Blogger Jon Speed, who is affiliated with pro-life film Babies Are Murdered Here, has written an article denigrating 40 Days for Life as non-Christian. His article is entitled 40 Days for Life Stinks. Right away I can tell that this isn't going to be a critique of 40 Days for Life so much as complaining about them, and right I was.
Jon is adamant that 40 Days for Life is not a Christian organization. Right away, I should note that as far as I know, 40 Days for Life is not an organization at all, but a 40-day event that people of different churches and pro-life organizations participate in, meeting in front of abortion clinics to peacefully protest abortion and pray for its ending. On what grounds does Speed assert that an event where churches get together and pray for the ending of abortion is not a Christian event?
In Speed's own words, "40 Days for Life leaders oppose preaching the gospel at the clinics." Does he offer any proof for this? Not a shred. I have participated in 40 Days for Life now for a few years, and I am quite confident in saying that no one at 40 Days for Life opposes preaching the gospel, and they don't oppose conversations about the gospel with anyone who wants to stop and chat. But everything in its time. As Solomon wrote in Ecclesiastes, there is a time for everything under the sun. Forty Days for Life is a peaceful protest, one in which pro-life advocates don't want to be obnoxious while getting their point across about abortion.
So in light of the fact that I have participated in the event and I am quite confident that no one at 40 Days for Life would oppose raising the gospel in conversations, I am quite confident what Speed means is that those affiliated don't want anyone to be yelling at the people going into the clinics and street preaching in front since it is supposed to be a peaceful protest.

### DATA EXCERPTS
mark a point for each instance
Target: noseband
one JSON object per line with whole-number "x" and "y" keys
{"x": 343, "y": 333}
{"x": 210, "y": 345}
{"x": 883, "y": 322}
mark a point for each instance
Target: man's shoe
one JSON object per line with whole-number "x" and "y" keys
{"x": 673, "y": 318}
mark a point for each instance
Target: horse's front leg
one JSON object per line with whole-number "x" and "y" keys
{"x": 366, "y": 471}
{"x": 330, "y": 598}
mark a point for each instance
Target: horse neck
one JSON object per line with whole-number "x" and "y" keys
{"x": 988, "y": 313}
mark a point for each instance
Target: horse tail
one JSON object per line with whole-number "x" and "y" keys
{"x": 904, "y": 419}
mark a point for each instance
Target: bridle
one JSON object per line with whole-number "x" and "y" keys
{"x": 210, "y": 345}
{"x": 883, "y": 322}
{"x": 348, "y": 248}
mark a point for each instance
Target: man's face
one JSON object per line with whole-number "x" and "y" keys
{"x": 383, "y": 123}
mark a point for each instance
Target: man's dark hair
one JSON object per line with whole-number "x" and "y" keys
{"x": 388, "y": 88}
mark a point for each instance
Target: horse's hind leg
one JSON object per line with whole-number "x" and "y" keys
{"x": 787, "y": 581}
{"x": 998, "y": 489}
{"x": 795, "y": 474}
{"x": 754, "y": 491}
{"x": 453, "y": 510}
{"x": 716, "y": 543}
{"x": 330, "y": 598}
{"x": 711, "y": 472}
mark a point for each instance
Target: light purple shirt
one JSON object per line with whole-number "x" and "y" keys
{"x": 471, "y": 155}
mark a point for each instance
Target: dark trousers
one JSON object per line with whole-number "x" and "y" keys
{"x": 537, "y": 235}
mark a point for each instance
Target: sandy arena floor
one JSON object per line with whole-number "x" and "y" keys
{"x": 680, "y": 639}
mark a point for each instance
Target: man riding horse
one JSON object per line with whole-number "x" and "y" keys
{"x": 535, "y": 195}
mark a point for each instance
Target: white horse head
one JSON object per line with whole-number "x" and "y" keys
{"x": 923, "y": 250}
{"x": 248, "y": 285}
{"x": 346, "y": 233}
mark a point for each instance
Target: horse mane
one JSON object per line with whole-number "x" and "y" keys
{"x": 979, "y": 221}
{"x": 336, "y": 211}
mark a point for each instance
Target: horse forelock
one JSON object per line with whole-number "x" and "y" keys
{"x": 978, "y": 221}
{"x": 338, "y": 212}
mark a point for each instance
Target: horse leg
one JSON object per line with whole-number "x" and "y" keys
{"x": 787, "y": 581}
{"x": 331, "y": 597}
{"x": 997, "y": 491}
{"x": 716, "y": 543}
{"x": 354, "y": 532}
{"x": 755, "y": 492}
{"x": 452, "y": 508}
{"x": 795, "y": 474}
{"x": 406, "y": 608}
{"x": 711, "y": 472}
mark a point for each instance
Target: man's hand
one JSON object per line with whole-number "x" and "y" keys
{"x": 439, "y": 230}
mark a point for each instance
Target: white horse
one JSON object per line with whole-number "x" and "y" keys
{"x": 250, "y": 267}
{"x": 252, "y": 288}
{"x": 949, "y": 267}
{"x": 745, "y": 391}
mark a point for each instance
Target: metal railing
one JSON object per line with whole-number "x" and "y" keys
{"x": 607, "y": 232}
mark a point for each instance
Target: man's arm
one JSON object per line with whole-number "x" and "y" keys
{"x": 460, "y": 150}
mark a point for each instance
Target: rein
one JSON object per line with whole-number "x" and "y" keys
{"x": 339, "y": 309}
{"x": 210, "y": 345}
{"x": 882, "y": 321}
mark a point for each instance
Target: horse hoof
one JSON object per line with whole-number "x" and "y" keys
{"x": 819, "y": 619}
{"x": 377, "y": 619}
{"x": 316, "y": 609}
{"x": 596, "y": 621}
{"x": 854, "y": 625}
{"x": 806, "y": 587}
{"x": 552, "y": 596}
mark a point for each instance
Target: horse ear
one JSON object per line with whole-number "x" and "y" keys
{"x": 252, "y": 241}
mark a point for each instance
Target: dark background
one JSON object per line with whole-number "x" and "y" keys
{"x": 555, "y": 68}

### EXERCISE AIM
Print the passage of the text on 40 Days for Life verbatim, starting at "In Speed's own" and ending at "across about abortion.".

### EXERCISE RESULT
In Speed's own words, "40 Days for Life leaders oppose preaching the gospel at the clinics." Does he offer any proof for this? Not a shred. I have participated in 40 Days for Life now for a few years, and I am quite confident in saying that no one at 40 Days for Life opposes preaching the gospel, and they don't oppose conversations about the gospel with anyone who wants to stop and chat. But everything in its time. As Solomon wrote in Ecclesiastes, there is a time for everything under the sun. Forty Days for Life is a peaceful protest, one in which pro-life advocates don't want to be obnoxious while getting their point across about abortion.